* _Source document_:

########################################

Re: [PATCH v2] virtio-blk: Fix hot-unplug race in remove method

Asias He <asias@xxxxxxxxxx> · Fri, 04 May 2012 16:37:45 +0800

On 05/03/2012 03:56 PM, Michael S. Tsirkin wrote:
On Thu, May 03, 2012 at 03:30:47PM +0800, Asias He wrote:
If we reset the virtio-blk device before the requests already dispatched
to the virtio-blk driver from the block layer are finised, we will stuck
in blk_cleanup_queue() and the remove will fail.

blk_cleanup_queue() calls blk_drain_queue() to drain all requests queued
before DEAD marking. However it will never success if the device is
already stopped. We'll have q->in_flight[]>  0, so the drain will not
finish.

How to reproduce the race:
1. hot-plug a virtio-blk device
2. keep reading/writing the device in guest
3. hot-unplug while the device is busy serving I/O

Changes in v2:
- Drop req_in_flight
- Use virtqueue_detach_unused_buf to get request dispatched to driver

Signed-off-by: Asias He<asias@xxxxxxxxxx>
---
  drivers/block/virtio_blk.c |   16 +++++++++++++---
  1 file changed, 13 insertions(+), 3 deletions(-)

diff --git a/drivers/block/virtio_blk.c b/drivers/block/virtio_blk.c
index 72fe55d..670c28f 100644
--- a/drivers/block/virtio_blk.c
+++ b/drivers/block/virtio_blk.c
@@ -443,7 +443,7 @@ static int __devinit virtblk_probe(struct virtio_device *vdev)
  	if (err)
  		goto out_free_vblk;

-	vblk->pool = mempool_create_kmalloc_pool(1,sizeof(struct virtblk_req));
+	vblk->pool = mempool_create_kmalloc_pool(1, sizeof(struct virtblk_req));
  	if (!vblk->pool) {
  		err = -ENOMEM;
  		goto out_free_vq;

Would be a bit easier to review if whitespace changes
are avoided, and done in a separate patch targeting 3.5.

Well, I will cook another patch for this.

@@ -576,20 +576,30 @@ static void __devexit virtblk_remove(struct virtio_device *vdev)
  {
  	struct virtio_blk *vblk = vdev->priv;
  	int index = vblk->index;
+	struct virtblk_req *vbr;

  	/* Prevent config work handler from accessing the device. */
  	mutex_lock(&vblk->config_lock);
  	vblk->config_enable = false;
  	mutex_unlock(&vblk->config_lock);

+	/* Abort all request on the queue. */

All requests

Also, the comment isn't
really helpful. Want to explain why we abort
them all here? Won't they be drained
by later detach code?

########################################

* _Available data_:
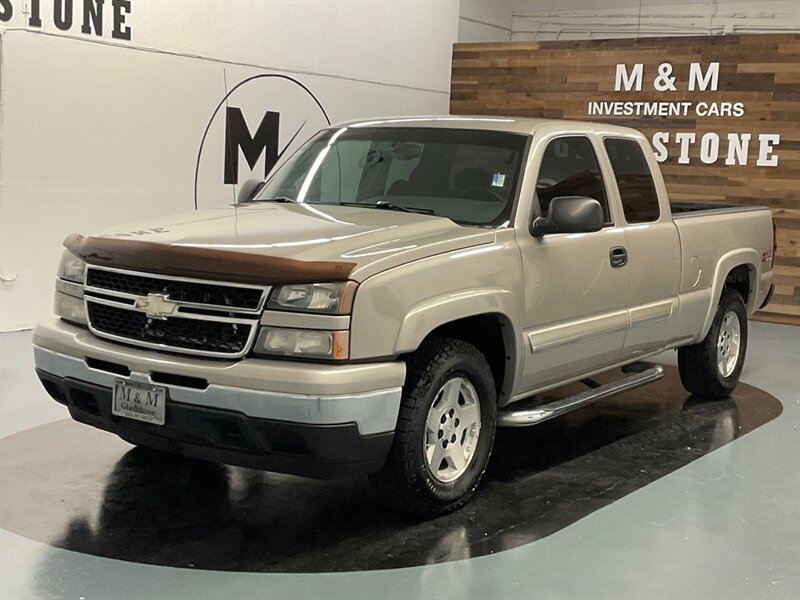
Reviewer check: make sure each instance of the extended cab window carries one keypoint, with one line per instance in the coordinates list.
(634, 181)
(569, 168)
(469, 176)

########################################

* _Exercises to complete_:
**A.** Translate this sentence from the virtio-blk patch thread into Spanish: "blk_cleanup_queue() calls blk_drain_queue() to drain all requests queued before DEAD marking."
**B.** Return the passage of the virtio-blk patch thread from "goto out_free_vblk;" to "patch targeting 3.5.", copied word for word.

* _Task-by-task solutions_:
**A.** blk_cleanup_queue() llama a blk_drain_queue() para vaciar todas las solicitudes encoladas antes del marcado como DEAD.

**B.**
goto out_free_vblk;

-	vblk->pool = mempool_create_kmalloc_pool(1,sizeof(struct virtblk_req));
+	vblk->pool = mempool_create_kmalloc_pool(1, sizeof(struct virtblk_req));
  	if (!vblk->pool) {
  		err = -ENOMEM;
  		goto out_free_vq;

Would be a bit easier to review if whitespace changes
are avoided, and done in a separate patch targeting 3.5.